__Exercise directions__
This exercise calls for the records to be repeated in full, exactly as written.

__Input data__

____________

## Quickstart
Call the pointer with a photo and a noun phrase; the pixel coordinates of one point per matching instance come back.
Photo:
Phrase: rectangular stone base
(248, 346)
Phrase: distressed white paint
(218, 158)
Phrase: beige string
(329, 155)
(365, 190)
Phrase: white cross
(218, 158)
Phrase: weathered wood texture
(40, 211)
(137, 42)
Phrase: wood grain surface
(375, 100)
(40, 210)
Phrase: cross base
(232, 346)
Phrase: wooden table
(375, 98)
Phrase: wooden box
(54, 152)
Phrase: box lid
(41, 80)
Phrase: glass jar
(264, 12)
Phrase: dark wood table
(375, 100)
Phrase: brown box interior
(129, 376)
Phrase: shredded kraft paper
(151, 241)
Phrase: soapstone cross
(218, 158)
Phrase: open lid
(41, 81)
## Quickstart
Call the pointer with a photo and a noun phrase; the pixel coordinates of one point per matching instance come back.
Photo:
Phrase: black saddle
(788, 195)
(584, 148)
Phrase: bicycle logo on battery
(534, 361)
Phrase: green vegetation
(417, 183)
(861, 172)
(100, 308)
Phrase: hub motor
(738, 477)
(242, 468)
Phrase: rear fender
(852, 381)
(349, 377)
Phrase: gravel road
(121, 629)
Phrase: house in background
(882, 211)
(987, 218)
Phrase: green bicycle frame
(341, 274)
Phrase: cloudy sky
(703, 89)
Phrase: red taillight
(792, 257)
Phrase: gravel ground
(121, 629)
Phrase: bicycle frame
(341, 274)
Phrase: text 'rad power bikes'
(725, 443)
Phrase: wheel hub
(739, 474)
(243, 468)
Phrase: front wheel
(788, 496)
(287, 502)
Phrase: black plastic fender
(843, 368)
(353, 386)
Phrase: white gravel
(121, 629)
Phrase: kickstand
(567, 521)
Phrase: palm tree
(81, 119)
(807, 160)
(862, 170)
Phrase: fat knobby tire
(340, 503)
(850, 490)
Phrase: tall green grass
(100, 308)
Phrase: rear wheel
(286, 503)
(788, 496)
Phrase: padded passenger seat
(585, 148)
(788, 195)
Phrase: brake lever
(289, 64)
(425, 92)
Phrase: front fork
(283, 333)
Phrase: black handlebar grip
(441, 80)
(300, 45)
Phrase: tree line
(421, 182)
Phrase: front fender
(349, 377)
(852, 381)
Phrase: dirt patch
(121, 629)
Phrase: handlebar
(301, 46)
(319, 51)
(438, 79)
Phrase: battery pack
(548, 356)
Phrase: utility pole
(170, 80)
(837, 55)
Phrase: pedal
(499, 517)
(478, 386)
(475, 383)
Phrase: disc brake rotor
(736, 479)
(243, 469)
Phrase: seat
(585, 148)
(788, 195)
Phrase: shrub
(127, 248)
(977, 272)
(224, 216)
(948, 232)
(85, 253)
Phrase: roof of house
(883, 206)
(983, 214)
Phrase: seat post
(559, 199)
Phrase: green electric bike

____________

__Result of this task__
## Quickstart
Call the pointer with a photo and a noun phrase; the pixel coordinates of one point per matching instance come back.
Photo:
Phrase: rectangular stone base
(248, 346)
Phrase: distressed white paint
(218, 158)
Phrase: beige string
(329, 155)
(365, 190)
Phrase: white cross
(218, 158)
Phrase: weathered wood texture
(40, 211)
(137, 42)
Phrase: wood grain surface
(375, 100)
(40, 210)
Phrase: cross base
(232, 346)
Phrase: wooden table
(375, 98)
Phrase: wooden box
(54, 152)
Phrase: box lid
(41, 80)
Phrase: glass jar
(264, 12)
Phrase: dark wood table
(375, 100)
Phrase: brown box interior
(129, 376)
Phrase: shredded kraft paper
(151, 241)
Phrase: soapstone cross
(218, 158)
Phrase: open lid
(41, 81)
## Quickstart
Call the pointer with a photo and a noun phrase; the pixel coordinates of one point per matching instance come back.
Photo:
Phrase: black saddle
(788, 195)
(584, 148)
Phrase: bicycle logo on battery
(534, 361)
Phrase: green vegetation
(417, 183)
(861, 172)
(100, 308)
Phrase: hub motor
(738, 477)
(242, 468)
Phrase: rear fender
(852, 381)
(349, 377)
Phrase: gravel road
(121, 629)
Phrase: house in background
(882, 211)
(987, 218)
Phrase: green bicycle frame
(341, 274)
Phrase: cloudy sky
(703, 89)
Phrase: red taillight
(792, 257)
Phrase: gravel ground
(121, 629)
Phrase: bicycle frame
(341, 274)
Phrase: text 'rad power bikes'
(725, 443)
Phrase: wheel hub
(739, 474)
(243, 468)
Phrase: front wheel
(788, 496)
(287, 502)
Phrase: black plastic fender
(843, 368)
(353, 386)
Phrase: white gravel
(121, 629)
Phrase: kickstand
(567, 521)
Phrase: palm tree
(81, 119)
(807, 160)
(862, 170)
Phrase: fat knobby tire
(340, 503)
(850, 490)
Phrase: tall green grass
(100, 308)
Phrase: rear wheel
(286, 503)
(788, 496)
Phrase: padded passenger seat
(585, 148)
(788, 195)
Phrase: brake lever
(289, 64)
(425, 92)
Phrase: front fork
(283, 333)
Phrase: black handlebar grip
(441, 80)
(300, 45)
Phrase: tree line
(421, 182)
Phrase: front fender
(349, 377)
(852, 381)
Phrase: dirt patch
(121, 629)
Phrase: handlebar
(301, 46)
(319, 51)
(438, 79)
Phrase: battery pack
(548, 356)
Phrase: utility pole
(170, 80)
(837, 55)
Phrase: pedal
(499, 517)
(478, 386)
(475, 383)
Phrase: disc brake rotor
(736, 479)
(243, 469)
Phrase: seat
(585, 148)
(788, 195)
Phrase: shrub
(127, 248)
(977, 272)
(224, 216)
(948, 232)
(85, 253)
Phrase: roof of house
(883, 206)
(983, 214)
Phrase: seat post
(559, 199)
Phrase: green electric bike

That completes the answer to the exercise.